▶ **Entries provided**:
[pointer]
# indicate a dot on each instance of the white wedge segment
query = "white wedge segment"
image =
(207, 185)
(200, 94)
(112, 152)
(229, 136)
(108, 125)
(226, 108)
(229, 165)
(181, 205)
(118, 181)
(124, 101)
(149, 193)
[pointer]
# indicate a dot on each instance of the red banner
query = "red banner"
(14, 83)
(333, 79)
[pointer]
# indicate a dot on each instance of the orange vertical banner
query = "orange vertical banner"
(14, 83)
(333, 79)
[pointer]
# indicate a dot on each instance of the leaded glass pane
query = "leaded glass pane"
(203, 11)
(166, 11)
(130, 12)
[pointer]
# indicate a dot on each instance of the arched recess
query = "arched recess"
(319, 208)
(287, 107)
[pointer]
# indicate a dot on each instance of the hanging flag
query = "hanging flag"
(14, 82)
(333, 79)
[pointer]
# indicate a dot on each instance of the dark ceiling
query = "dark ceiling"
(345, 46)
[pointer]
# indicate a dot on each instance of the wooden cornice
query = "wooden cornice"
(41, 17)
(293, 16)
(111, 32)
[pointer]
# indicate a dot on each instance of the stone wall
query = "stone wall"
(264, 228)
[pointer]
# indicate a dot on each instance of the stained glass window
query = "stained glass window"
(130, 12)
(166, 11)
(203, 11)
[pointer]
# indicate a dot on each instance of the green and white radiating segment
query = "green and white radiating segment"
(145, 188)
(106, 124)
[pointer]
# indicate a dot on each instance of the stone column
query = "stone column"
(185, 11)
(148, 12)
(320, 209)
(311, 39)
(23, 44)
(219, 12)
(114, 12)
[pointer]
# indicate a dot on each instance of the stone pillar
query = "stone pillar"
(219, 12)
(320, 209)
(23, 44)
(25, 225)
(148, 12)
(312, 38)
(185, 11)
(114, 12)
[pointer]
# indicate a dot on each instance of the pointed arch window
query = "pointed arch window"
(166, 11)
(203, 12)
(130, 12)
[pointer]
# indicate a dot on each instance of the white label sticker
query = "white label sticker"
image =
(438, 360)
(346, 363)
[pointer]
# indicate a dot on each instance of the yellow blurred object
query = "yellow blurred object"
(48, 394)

▶ **Your goal**: Go through the entries and repeat each one exactly.

▶ **Complete answer**:
[pointer]
# indicate a dot on each instance of the white wedge segment
query = "white wedge segment"
image =
(207, 185)
(200, 94)
(112, 152)
(229, 136)
(108, 125)
(226, 108)
(229, 165)
(181, 205)
(118, 181)
(124, 101)
(149, 193)
[pointer]
# indicate a dot on each instance of the red banner
query = "red banner"
(14, 83)
(333, 79)
[pointer]
# indicate a dot on each instance of the orange vertical banner
query = "orange vertical banner"
(14, 83)
(333, 79)
[pointer]
# indicate a dot on each instance of the leaded glass pane
query = "leaded glass pane"
(203, 11)
(166, 11)
(130, 12)
[pointer]
# indicate a dot on each instance of the arched recess
query = "arched recess"
(319, 208)
(287, 107)
[pointer]
# indicate a dot on each instance of the hanging flag
query = "hanging flag"
(14, 82)
(333, 79)
[pointer]
# indicate a dot on each instance of the dark ceiling
query = "dark ceiling"
(345, 46)
[pointer]
# indicate a dot on each instance of the wooden cornice
query = "wooden cornice"
(41, 17)
(293, 16)
(111, 32)
[pointer]
# indicate a dot on each instance of the stone wall
query = "stone wall"
(264, 228)
[pointer]
# indicate a dot on each instance of the stained glass window
query = "stained glass window"
(130, 12)
(166, 11)
(203, 11)
[pointer]
# indicate a dot on each instance of the green and white radiating segment
query = "green and white radiating segment"
(145, 188)
(106, 124)
[pointer]
# indicate a dot on each instance of the stone column
query = "stone column"
(185, 11)
(148, 12)
(320, 209)
(311, 39)
(23, 44)
(219, 12)
(114, 12)
[pointer]
# indicate a dot on each instance of the stone pillar
query = "stone pillar"
(219, 12)
(320, 209)
(23, 44)
(25, 225)
(148, 12)
(312, 38)
(185, 11)
(114, 12)
[pointer]
# indicate a dot on each instance of the pointed arch window
query = "pointed arch window"
(166, 11)
(203, 12)
(130, 12)
[pointer]
# indicate a dot on each instance of the white label sticker
query = "white label sticker"
image =
(438, 360)
(346, 363)
[pointer]
# indicate a dot on each instance of the yellow blurred object
query = "yellow blurred object"
(48, 394)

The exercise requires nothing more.